Extract provided –
## Start

The fundamentals of marriage have been seen throughout history with the golden “rule” always being trust, in some cases trust must be earned by persuasion. In a story that completely negates the meaning of trust such as Julius Caesar, it is still has a constant presence. The idea of trust is shown in a momentous scene with the character Portia attempting to persuade Brutus that he can entrust her, this point in the book can relate to a logos or pathos emotion. In Act II of Julius Caesar, Portia uses emotional and logical appeal to convince Brutus that she is not only worthy, but as his wife, obligated to be informed of what is troubling him.
Portia uses logical appeal at a heated point in the argument, to try and convince Brutus she has proven herself a wife in position to hear his problems. She uses facts that prove her stature as a woman as when she says, “I grant I am a women, but withal / A women well reputed, Cato’s daughter” (Shakespeare.II.I.317-318). In this line Portia herself can see that she is respectable, and states she has made “strong proof of (her) constancy.” This is a point where she is not trying be passionate to Brutus, but to state legitament facts. Portia uses logical appeal in an attempted to make her husband confess to her.

## End

Quote the essay on Portia and Brutus word for word, beginning at "The fundamentals of" and stopping after "is troubling him.".

[Dataset lines about object locations]
## Start

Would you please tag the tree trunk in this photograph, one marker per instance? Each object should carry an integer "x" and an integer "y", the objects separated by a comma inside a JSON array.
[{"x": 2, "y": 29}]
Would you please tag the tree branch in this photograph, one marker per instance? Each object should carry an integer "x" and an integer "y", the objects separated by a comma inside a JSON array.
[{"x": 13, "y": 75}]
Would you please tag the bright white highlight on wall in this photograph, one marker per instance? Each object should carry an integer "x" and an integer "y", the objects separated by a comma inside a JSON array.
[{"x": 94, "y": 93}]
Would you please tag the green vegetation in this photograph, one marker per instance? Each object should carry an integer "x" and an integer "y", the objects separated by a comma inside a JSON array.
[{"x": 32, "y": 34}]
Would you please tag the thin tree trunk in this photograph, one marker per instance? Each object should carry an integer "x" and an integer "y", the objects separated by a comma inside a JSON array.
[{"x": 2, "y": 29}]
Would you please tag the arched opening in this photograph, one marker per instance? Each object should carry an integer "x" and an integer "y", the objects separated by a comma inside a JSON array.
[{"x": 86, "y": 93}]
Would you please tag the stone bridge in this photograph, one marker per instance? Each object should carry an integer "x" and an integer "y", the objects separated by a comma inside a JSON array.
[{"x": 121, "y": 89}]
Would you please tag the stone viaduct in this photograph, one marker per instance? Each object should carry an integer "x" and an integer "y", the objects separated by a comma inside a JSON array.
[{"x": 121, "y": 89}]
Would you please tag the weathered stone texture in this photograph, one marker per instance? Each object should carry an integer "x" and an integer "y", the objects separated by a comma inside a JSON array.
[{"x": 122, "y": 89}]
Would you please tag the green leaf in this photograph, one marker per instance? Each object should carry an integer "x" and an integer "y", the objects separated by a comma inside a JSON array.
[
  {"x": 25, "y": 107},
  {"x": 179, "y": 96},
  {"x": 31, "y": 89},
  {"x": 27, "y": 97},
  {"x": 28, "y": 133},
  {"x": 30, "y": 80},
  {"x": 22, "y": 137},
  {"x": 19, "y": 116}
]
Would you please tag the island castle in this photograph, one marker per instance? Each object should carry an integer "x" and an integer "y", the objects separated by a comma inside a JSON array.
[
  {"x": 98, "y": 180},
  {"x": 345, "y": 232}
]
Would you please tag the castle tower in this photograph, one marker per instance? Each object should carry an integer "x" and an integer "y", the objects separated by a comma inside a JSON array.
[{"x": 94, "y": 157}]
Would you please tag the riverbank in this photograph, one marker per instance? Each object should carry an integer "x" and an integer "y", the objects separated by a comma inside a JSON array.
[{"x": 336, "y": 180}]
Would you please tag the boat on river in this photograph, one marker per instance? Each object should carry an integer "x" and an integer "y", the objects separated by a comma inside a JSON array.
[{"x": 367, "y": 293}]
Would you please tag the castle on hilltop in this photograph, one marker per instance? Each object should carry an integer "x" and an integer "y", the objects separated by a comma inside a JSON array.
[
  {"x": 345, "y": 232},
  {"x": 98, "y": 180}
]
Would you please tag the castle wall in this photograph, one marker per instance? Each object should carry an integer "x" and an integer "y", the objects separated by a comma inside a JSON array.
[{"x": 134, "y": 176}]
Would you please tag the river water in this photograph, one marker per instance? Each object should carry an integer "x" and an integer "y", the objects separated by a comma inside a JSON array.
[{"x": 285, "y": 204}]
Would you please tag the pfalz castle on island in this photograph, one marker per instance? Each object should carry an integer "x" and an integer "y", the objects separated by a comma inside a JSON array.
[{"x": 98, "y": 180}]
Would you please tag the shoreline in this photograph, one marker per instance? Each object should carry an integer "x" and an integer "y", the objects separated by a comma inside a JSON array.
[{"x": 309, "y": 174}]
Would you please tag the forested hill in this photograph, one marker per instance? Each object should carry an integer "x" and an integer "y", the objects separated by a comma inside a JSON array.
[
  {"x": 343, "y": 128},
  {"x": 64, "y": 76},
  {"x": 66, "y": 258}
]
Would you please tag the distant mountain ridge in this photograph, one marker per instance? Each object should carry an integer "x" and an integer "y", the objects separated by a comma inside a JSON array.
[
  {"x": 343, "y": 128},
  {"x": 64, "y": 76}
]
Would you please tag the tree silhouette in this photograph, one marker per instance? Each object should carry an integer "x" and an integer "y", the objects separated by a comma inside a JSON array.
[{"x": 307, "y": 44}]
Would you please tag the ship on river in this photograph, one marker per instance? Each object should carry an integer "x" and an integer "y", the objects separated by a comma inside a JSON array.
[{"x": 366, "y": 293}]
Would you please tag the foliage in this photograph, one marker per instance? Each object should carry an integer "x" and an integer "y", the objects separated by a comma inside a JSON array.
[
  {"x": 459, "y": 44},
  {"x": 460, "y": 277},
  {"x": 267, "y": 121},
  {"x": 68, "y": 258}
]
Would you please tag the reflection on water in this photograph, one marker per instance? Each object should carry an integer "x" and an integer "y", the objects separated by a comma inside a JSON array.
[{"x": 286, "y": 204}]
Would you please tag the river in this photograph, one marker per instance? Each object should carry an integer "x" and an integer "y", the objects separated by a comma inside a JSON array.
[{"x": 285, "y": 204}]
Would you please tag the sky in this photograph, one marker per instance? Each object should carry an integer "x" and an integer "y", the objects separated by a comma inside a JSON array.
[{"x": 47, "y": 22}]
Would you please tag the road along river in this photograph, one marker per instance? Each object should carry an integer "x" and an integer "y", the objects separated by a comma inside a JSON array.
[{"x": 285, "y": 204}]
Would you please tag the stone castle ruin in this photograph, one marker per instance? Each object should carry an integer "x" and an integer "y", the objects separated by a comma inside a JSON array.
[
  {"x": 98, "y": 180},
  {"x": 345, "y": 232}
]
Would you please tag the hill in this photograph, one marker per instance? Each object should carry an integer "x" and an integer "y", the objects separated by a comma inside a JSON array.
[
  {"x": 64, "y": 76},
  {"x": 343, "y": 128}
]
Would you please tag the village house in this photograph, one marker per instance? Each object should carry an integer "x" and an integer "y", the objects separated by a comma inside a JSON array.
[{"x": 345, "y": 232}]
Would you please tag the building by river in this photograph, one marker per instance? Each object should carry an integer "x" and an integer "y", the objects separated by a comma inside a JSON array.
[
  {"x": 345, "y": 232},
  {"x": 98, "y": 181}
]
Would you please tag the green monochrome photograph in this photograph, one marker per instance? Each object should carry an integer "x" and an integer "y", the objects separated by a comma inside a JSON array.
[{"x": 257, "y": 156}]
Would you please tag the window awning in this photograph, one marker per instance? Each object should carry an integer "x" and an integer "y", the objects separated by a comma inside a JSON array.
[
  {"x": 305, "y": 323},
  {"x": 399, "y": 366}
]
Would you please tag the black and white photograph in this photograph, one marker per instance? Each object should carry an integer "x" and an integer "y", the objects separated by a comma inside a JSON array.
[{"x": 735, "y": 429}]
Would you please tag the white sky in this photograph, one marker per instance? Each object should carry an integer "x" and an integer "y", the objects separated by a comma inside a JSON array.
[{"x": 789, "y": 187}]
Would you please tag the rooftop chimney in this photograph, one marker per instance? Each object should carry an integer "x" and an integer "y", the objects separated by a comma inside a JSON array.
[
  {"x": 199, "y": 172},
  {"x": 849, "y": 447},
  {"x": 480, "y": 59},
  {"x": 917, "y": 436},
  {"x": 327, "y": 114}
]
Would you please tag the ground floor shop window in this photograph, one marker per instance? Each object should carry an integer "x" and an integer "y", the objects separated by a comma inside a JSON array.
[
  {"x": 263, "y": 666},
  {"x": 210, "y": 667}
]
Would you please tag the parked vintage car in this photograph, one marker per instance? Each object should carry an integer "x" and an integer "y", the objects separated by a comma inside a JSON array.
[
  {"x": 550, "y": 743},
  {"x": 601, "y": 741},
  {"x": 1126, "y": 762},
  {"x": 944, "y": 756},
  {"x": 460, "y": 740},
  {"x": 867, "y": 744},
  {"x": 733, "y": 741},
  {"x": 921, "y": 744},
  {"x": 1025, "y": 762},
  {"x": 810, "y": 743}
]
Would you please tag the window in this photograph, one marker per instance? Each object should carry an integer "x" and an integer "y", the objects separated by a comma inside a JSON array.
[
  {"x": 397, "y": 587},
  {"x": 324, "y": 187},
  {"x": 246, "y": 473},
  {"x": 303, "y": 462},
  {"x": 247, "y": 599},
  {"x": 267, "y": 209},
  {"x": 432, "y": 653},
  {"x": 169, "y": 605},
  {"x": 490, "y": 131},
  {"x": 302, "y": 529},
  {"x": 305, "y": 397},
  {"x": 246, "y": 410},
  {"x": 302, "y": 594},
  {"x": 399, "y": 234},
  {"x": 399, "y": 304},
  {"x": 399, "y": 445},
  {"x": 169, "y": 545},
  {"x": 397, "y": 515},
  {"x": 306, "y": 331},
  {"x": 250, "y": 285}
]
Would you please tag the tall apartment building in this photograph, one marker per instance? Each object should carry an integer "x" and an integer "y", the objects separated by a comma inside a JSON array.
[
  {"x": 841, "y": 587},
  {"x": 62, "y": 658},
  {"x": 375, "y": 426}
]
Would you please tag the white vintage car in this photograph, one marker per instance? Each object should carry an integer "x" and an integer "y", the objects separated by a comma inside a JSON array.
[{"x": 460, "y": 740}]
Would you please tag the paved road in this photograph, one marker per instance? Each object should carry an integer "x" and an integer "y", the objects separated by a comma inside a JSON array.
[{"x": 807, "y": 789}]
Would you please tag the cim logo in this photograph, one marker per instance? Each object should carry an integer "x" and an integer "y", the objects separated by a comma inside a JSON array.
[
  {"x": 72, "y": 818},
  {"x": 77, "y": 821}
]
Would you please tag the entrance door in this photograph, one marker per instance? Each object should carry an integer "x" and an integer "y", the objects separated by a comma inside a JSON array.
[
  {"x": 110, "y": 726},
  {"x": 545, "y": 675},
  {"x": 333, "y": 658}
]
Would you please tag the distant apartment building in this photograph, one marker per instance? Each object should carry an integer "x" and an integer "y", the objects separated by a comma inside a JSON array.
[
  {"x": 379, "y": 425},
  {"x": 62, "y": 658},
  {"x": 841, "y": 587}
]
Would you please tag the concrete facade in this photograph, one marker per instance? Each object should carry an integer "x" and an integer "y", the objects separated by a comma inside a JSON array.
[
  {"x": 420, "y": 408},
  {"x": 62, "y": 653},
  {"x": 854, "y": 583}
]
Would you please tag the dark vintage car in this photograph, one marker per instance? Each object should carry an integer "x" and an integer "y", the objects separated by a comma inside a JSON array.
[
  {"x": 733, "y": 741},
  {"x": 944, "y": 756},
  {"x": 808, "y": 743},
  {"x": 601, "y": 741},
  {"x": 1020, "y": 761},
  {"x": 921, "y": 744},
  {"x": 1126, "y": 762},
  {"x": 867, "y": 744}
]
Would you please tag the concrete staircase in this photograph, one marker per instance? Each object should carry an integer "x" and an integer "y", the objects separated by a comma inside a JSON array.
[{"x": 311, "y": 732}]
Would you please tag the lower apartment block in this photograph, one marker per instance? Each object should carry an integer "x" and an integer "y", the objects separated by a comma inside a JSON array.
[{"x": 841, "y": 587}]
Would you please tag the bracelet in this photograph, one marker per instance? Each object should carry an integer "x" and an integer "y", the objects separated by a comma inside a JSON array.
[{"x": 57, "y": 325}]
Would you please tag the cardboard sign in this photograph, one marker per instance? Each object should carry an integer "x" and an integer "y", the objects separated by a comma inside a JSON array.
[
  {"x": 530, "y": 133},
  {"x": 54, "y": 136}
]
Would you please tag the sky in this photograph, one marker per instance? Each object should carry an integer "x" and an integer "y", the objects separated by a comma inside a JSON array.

## End

Written answer –
The fundamentals of marriage have been seen throughout history with the golden “rule” always being trust, in some cases trust must be earned by persuasion. In a story that completely negates the meaning of trust such as Julius Caesar, it is still has a constant presence. The idea of trust is shown in a momentous scene with the character Portia attempting to persuade Brutus that he can entrust her, this point in the book can relate to a logos or pathos emotion. In Act II of Julius Caesar, Portia uses emotional and logical appeal to convince Brutus that she is not only worthy, but as his wife, obligated to be informed of what is troubling him.